** Entries shown **
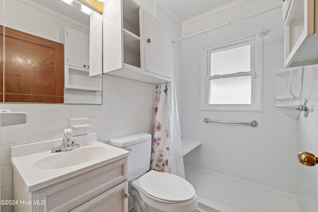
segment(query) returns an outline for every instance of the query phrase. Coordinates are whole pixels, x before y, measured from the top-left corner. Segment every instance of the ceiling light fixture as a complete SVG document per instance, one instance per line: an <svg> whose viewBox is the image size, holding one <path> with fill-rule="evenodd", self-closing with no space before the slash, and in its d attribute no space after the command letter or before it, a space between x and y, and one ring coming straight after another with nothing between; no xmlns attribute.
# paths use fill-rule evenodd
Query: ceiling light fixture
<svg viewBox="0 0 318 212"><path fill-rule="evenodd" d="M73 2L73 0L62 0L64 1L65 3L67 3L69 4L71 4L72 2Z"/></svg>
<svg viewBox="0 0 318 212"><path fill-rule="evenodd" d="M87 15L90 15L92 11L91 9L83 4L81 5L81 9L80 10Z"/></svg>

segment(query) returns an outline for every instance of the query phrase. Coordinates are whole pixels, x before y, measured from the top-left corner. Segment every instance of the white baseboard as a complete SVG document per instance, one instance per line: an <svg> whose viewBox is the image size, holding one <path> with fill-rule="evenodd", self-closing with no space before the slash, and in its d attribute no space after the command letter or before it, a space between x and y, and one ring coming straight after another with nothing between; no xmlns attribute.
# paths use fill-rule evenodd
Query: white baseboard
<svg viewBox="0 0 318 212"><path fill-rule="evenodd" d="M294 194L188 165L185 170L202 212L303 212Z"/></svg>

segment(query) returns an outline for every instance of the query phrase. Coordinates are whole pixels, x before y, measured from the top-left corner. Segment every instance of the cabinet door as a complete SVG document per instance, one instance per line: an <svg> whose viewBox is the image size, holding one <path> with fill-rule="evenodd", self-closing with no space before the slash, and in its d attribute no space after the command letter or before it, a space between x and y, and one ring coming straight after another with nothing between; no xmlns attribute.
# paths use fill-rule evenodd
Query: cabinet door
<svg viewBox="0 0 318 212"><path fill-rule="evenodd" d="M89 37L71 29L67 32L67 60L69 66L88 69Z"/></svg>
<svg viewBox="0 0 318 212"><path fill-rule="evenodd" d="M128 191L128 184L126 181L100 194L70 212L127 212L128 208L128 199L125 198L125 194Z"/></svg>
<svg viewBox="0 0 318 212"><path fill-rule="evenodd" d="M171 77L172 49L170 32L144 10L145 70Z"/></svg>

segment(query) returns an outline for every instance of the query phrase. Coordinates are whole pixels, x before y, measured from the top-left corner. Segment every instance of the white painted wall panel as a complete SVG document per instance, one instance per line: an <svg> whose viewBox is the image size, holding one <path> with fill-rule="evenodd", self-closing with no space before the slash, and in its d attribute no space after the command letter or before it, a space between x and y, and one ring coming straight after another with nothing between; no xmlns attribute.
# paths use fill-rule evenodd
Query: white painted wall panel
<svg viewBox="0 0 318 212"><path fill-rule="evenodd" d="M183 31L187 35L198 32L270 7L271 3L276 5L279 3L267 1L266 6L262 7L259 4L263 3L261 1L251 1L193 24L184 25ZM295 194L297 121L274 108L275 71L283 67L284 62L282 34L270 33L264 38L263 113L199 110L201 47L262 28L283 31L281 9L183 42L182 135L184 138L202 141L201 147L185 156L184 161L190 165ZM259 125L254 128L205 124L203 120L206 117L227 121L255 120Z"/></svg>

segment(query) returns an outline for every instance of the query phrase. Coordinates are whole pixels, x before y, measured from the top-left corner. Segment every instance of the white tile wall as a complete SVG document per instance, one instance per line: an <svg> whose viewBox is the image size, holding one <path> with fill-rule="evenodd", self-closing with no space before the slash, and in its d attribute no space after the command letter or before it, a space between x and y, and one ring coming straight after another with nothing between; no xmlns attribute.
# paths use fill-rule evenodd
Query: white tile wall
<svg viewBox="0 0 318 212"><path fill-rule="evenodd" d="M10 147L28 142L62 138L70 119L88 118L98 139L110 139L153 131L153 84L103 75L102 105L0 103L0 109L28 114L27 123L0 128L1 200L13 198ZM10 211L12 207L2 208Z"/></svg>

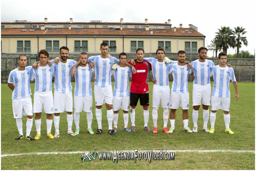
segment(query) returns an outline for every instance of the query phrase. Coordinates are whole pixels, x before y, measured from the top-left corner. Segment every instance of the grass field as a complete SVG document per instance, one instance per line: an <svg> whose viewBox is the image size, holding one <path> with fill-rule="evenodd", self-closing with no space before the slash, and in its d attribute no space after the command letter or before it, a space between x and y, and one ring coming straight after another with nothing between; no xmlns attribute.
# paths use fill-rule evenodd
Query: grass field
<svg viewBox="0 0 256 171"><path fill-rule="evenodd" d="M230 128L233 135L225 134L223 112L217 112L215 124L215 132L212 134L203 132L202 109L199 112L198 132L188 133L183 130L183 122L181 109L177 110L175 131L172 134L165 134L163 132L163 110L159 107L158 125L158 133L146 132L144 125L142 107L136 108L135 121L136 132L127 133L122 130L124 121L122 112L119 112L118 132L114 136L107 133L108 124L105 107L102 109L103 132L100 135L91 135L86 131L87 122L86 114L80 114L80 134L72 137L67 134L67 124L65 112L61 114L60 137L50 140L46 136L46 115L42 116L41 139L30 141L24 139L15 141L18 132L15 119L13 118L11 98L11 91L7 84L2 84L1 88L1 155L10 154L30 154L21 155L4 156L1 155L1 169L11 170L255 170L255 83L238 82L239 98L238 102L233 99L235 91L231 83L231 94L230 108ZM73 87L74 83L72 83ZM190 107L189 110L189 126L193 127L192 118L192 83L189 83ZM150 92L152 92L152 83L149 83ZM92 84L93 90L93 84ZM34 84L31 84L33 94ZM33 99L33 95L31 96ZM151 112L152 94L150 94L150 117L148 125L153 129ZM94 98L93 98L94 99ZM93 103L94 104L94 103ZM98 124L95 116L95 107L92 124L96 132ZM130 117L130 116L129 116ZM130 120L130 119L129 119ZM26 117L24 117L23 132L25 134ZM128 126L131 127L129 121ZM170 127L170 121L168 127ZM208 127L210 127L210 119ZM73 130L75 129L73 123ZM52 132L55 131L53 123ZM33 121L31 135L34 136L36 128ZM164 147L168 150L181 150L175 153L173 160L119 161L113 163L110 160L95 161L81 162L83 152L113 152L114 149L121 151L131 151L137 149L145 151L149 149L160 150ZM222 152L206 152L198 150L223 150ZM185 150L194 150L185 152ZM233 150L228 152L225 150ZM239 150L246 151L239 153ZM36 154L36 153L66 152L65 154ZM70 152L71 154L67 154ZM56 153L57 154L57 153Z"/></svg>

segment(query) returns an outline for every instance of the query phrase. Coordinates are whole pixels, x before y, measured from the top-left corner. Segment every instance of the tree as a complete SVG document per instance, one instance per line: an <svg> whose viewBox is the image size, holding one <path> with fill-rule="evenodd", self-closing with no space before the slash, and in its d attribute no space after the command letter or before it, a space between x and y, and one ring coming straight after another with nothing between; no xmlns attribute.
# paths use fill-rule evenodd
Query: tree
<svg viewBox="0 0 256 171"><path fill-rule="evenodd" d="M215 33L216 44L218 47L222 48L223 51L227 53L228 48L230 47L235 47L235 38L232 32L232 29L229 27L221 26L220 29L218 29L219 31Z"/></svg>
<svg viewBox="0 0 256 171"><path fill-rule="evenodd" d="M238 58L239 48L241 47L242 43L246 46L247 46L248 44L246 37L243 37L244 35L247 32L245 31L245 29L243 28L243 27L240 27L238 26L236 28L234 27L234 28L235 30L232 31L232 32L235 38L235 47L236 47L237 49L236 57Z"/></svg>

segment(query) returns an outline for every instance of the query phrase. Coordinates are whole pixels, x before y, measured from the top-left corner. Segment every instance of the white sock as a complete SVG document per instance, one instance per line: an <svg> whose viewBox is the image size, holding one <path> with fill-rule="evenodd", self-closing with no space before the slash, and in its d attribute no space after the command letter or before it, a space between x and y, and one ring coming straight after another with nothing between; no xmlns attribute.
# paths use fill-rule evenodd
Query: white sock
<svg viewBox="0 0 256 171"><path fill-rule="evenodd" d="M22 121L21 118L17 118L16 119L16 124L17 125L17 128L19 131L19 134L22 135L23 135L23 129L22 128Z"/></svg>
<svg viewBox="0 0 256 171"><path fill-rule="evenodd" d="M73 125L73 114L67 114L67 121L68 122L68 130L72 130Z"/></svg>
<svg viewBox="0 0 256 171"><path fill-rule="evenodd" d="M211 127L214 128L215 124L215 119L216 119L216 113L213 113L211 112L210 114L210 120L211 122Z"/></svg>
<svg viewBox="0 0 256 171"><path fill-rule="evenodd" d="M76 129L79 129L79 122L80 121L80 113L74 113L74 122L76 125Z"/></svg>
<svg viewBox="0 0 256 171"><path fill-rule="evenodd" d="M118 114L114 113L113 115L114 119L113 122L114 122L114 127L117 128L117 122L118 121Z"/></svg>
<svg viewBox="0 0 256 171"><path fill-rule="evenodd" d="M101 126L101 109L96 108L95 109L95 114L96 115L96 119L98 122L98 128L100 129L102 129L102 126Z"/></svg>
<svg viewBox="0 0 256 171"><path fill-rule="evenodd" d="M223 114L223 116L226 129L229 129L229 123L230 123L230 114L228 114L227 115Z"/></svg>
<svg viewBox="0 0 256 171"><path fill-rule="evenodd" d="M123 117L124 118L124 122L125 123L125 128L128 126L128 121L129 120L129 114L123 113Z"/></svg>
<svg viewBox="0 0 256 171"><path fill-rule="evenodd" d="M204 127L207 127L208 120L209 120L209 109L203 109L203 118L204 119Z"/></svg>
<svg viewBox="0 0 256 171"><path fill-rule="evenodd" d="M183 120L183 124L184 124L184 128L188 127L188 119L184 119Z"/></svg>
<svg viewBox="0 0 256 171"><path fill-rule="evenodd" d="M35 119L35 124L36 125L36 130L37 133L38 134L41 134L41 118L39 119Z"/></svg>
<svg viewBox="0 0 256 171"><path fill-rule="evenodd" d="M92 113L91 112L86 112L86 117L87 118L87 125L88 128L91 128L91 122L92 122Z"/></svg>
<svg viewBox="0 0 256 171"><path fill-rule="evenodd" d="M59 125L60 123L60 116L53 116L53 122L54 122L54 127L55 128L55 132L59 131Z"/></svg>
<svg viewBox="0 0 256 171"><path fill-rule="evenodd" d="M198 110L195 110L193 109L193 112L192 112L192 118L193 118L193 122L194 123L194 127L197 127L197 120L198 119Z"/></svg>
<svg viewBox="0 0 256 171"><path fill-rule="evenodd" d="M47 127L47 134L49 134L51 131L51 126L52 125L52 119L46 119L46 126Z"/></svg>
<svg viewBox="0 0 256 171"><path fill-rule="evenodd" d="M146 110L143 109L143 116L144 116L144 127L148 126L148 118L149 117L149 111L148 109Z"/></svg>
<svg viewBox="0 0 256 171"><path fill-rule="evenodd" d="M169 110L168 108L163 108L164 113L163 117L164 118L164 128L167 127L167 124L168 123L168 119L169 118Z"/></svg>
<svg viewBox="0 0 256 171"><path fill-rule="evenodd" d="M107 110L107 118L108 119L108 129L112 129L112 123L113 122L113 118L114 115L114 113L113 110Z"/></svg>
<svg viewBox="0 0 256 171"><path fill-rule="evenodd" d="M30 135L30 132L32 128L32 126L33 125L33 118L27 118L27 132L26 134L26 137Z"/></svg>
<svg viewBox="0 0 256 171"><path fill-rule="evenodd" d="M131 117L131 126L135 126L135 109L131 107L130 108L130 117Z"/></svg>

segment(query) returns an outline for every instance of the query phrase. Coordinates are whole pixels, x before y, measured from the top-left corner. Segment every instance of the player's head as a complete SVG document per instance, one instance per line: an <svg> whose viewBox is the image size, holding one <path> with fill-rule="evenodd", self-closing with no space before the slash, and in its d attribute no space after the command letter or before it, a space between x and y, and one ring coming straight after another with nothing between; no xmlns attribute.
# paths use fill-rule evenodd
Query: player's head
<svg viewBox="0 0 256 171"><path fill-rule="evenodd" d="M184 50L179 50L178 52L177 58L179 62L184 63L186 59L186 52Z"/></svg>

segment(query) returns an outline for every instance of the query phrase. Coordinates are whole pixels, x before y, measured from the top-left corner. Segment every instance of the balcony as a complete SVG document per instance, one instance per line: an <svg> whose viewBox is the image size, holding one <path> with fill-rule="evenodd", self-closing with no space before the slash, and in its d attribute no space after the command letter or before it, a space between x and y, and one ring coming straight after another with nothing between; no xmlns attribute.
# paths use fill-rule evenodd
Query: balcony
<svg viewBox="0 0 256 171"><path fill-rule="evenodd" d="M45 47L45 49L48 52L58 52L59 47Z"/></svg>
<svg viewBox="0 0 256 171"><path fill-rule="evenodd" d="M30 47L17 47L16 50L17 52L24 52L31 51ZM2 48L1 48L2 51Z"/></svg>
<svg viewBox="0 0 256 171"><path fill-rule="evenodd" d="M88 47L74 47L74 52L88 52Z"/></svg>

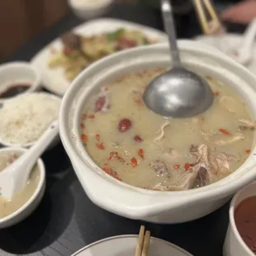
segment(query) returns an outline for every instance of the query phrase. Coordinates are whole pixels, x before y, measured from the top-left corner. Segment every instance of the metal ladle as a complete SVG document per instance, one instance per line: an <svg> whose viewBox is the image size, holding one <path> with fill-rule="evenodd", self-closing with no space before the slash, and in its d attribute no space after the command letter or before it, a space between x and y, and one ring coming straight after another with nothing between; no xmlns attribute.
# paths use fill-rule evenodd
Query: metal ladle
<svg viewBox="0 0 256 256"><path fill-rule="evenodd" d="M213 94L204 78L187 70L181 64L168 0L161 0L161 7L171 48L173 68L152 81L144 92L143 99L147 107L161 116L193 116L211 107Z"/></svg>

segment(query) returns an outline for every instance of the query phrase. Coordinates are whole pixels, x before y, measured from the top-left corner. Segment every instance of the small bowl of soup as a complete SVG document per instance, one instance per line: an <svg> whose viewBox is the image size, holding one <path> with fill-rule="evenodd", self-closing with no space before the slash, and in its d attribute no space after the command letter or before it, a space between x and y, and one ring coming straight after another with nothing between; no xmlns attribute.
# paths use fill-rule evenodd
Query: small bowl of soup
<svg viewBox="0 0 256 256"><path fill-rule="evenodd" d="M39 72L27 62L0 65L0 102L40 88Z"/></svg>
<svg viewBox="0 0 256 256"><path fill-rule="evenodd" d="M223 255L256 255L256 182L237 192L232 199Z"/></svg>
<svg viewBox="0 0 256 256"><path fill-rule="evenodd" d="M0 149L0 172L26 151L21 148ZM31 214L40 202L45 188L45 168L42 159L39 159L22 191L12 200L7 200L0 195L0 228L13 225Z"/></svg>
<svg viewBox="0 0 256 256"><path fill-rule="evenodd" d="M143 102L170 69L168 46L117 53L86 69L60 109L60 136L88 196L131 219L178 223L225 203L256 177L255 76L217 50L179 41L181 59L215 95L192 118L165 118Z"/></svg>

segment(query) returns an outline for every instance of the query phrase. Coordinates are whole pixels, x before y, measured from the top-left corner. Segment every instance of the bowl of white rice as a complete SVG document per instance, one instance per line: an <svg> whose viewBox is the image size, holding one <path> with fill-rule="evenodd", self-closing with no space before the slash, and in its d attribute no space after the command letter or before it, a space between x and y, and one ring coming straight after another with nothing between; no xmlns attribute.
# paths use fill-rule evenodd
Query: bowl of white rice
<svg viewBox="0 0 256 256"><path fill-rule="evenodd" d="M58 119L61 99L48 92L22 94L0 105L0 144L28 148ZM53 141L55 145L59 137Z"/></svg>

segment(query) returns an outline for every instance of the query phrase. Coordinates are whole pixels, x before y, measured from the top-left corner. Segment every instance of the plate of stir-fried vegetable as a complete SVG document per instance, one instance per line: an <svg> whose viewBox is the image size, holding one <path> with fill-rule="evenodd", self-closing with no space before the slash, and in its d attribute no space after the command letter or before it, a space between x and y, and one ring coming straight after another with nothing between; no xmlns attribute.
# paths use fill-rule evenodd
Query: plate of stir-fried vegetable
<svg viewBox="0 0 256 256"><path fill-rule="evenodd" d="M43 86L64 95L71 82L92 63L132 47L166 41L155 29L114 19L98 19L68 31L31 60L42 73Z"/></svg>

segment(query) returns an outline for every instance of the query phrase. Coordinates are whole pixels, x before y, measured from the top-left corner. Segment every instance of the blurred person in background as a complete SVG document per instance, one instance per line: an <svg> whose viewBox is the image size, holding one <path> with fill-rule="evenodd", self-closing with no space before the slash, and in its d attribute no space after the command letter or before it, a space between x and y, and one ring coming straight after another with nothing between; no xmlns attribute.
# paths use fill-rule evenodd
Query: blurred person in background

** Problem details **
Rewrite everything in the data above from the line containing "the white painted" down to the line containing "147L28 142L62 138L70", both lines included, as a JSON list of strings with one string per line. Omit blank lines.

** Solution for this exercise **
[
  "segment(query) returns an outline for every instance of the query phrase. Coordinates are whole pixels, x before y, measured from the top-left corner. Segment every instance of the white painted wall panel as a complete SVG document per instance, one instance per line: an <svg> whose viewBox is the image size, holding one <path> with fill-rule=\"evenodd\", self-closing with no space before the slash, and in its d attribute no space after the command letter or before it, a space between x and y, and one ring coming straight after another with nothing between; no xmlns attribute.",
  "# paths use fill-rule evenodd",
  "Query: white painted wall panel",
  "<svg viewBox=\"0 0 318 212\"><path fill-rule=\"evenodd\" d=\"M183 31L187 35L198 32L270 7L271 3L276 5L279 3L267 1L266 6L262 7L259 4L263 3L261 1L251 1L193 24L184 25ZM295 194L297 121L274 108L275 71L283 67L284 62L282 34L270 33L264 38L263 113L199 110L201 47L262 28L283 31L281 9L183 42L182 135L184 138L202 141L201 147L185 156L184 161L190 165ZM259 125L254 128L205 124L203 120L206 117L227 121L255 120Z\"/></svg>",
  "segment(query) returns an outline for every instance of the query phrase. Coordinates are whole pixels, x before y, measured from the top-left corner. Segment every instance of the white tile wall as a complete SVG document per instance, one instance per line: an <svg> whose viewBox is the image size, holding one <path> with fill-rule=\"evenodd\", self-closing with no space before the slash, and in its d attribute no space after the command letter or before it, a space between x and y, and one ring coming straight after another with nothing between; no xmlns attribute.",
  "# paths use fill-rule evenodd",
  "Query: white tile wall",
  "<svg viewBox=\"0 0 318 212\"><path fill-rule=\"evenodd\" d=\"M10 147L28 142L62 138L70 119L88 118L98 139L110 139L153 131L153 84L103 75L102 105L0 103L0 109L28 114L27 123L0 128L1 200L13 198ZM10 211L12 207L2 208Z\"/></svg>"
]